▶ [Task to complete]:
Pull out each line of the listing below that contains the string "field", and leave out all other lines.

▶ [Stored data]:
——————————

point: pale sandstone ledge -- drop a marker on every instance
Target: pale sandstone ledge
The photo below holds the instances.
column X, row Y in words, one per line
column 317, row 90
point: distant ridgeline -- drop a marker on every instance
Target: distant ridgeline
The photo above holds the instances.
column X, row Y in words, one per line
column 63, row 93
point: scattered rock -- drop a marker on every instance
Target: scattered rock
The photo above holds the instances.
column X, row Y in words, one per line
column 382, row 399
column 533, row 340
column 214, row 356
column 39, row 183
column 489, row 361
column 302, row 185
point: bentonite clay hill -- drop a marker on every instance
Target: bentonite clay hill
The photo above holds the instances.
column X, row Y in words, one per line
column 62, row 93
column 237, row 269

——————————

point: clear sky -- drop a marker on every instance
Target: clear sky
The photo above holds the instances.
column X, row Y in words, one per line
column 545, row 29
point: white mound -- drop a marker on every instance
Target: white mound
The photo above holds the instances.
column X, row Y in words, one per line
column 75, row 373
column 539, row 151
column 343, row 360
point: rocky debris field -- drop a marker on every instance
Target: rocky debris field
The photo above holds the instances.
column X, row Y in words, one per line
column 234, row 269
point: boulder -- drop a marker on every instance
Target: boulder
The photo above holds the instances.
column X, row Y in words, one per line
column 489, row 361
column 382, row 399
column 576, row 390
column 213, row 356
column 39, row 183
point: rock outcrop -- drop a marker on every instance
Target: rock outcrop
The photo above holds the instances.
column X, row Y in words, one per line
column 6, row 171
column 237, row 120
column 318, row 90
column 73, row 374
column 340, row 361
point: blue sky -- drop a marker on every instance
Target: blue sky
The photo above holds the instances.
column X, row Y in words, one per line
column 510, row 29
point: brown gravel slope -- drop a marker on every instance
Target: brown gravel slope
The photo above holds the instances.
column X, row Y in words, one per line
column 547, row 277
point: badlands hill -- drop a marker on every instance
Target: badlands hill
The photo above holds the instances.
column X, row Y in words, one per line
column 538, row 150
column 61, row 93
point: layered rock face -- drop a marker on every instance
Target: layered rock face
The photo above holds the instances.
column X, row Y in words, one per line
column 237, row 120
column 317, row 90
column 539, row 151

——————————

▶ [Exercise output]:
point: rocky debris field -- drop a marker on every instance
Target: rocky debris field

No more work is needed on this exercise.